■ **PASSAGE TO READ**:
5. Aussies- Most of the white people here are Australians. It has been funny because people say to me and Tess, “You look Australian, but you have a funny accent.” They are generally excited to hear we are from America, and we have encountered no hostility except this one obnoxious drunk guy who liked to imitate Southern accents.

6. Security- Security around here has been a whole new experience. Everything is fenced in, and stores look more like headquarters buildings, not stores. They don’t have windows to display their goods or anything, for fear of robbery/easy theft, I’m sure. Also, the Asian restaurant that we eat in keeps its doors locked and only opens them for patrons. Strange set-up and strange experience.

7. Handshakes- Everyone always shakes hands! Whenever friends meet up, especially men, it seems, there are handshakes all around. Also, they seem to have the longest handshakes ever!!! I’ve seen them go on through the whole conversation between the two people. Also, students often shake my hand two or three times during a conversation. I’m not big on touching others too much, so I always whip out the Purell when they leave.

8. Bags and Man Purses- Everyone here carries a bag, mainly bilum bags. They wear them all sorts of ways, but the funniest to me is with the strap around their forehead and the bag hanging down their back. Men often wear it completely around their neck. Otherwise, it’s on the shoulder or across the chest. Men also carry these woven straw bags that look more like a purse/clutch to me. Long live the man purse!

■ **DIRECTIONS FOR THIS TASK**:
Rewrite the list of observations between "6. Security- Security" and "and strange experience.", inclusive, replacing "restaurant" with "diner". The data that comes next plays no role here.

■ **STORED DATA**:
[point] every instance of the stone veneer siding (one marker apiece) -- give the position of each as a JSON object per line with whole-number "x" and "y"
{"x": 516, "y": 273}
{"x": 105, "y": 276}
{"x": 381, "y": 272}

■ **THE COMPLETED TASK**:
6. Security- Security around here has been a whole new experience. Everything is fenced in, and stores look more like headquarters buildings, not stores. They don’t have windows to display their goods or anything, for fear of robbery/easy theft, I’m sure. Also, the Asian diner that we eat in keeps its doors locked and only opens them for patrons. Strange set-up and strange experience.